O REsp nº 1081149/RS, de relatoria do ministro Luis Felipe Salomão, foi incluído em pauta para julgamento em 03 de novembro de 2020. Discute-se a interpretação que deve ser conferida ao art. 406 do Código Civil. O dispositivo, ao estabelecer a taxa legal de juros moratórios das dívidas civis, remete à taxa devida no pagamento de impostos à Fazenda Nacional. Doutrina e jurisprudência se dividiram em duas vertentes quanto à interpretação da norma: seria aplicável a taxa de 1% ao mês prevista no art. 161, § 1º do CTN; ou a taxa Selic.

Até 2008, a jurisprudência do STJ oscilou entre estas duas possibilidades. Naquele ano, em embargos de divergência de relatoria do saudoso min. Teori Zavascki, a Corte Especial definiu que o art. 406 do CC remeteria à Selic (EREsp nº 727.842/SP). O entendimento foi reiterado em 2010 em recurso repetitivo (REsp 1111117/PR).

Resolvida a questão? Definitivamente, não. A adoção da Selic torna a tutela do crédito disfuncional, prejudica a Justiça Civil e o desenvolvimento econômico do país e é de difícil operação prática. É sintomático que os Tribunais de segunda instância continuem a aplicar a taxa de 1% ao mês[1]. A verdade é que, há mais de uma década, o STJ encampa solução inadequada. A revisão é uma necessidade.

_Dados fornecidos:_
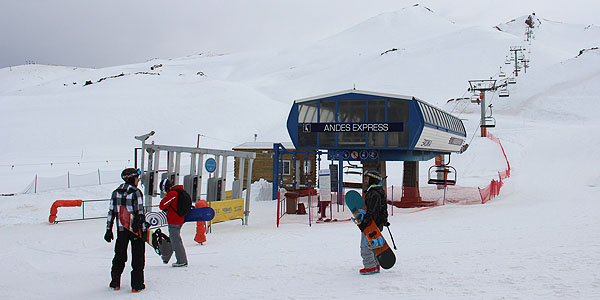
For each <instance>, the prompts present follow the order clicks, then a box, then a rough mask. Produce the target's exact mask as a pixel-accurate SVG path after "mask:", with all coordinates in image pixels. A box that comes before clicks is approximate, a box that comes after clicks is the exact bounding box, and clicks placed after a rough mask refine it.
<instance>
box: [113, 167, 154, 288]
--
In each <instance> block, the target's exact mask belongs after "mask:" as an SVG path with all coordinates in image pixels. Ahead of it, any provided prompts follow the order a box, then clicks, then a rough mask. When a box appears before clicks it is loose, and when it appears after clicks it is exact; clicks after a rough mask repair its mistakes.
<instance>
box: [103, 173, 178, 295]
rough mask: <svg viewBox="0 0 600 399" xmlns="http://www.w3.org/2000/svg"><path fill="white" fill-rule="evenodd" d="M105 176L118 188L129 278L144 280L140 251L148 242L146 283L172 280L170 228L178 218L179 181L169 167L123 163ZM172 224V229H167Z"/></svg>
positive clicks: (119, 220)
--
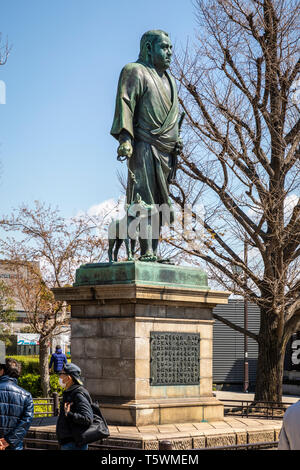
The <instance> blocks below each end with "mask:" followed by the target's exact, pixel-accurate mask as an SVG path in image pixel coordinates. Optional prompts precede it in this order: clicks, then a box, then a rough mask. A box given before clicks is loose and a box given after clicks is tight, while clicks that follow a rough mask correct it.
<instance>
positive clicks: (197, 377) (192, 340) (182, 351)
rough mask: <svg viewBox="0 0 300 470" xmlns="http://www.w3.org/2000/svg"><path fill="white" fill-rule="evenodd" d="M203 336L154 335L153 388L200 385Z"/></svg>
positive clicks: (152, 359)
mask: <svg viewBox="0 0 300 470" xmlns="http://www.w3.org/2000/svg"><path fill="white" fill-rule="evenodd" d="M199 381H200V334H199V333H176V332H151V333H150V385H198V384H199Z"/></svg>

_Tarefas a fazer:_
(A) Edite o trecho sobre os juros moratórios, tudo desde "Até 2008, a" até "é uma necessidade.", substituindo "recurso repetitivo" por "julgamento repetitivo".
(B) Segundo o trecho sobre os juros moratórios, em que data o REsp nº 1081149/RS foi incluído em pauta para julgamento?
Os dados não têm papel nenhum aqui.

_Respostas por item:_
(A)
Até 2008, a jurisprudência do STJ oscilou entre estas duas possibilidades. Naquele ano, em embargos de divergência de relatoria do saudoso min. Teori Zavascki, a Corte Especial definiu que o art. 406 do CC remeteria à Selic (EREsp nº 727.842/SP). O entendimento foi reiterado em 2010 em julgamento repetitivo (REsp 1111117/PR).

Resolvida a questão? Definitivamente, não. A adoção da Selic torna a tutela do crédito disfuncional, prejudica a Justiça Civil e o desenvolvimento econômico do país e é de difícil operação prática. É sintomático que os Tribunais de segunda instância continuem a aplicar a taxa de 1% ao mês[1]. A verdade é que, há mais de uma década, o STJ encampa solução inadequada. A revisão é uma necessidade.

(B) Em 03 de novembro de 2020.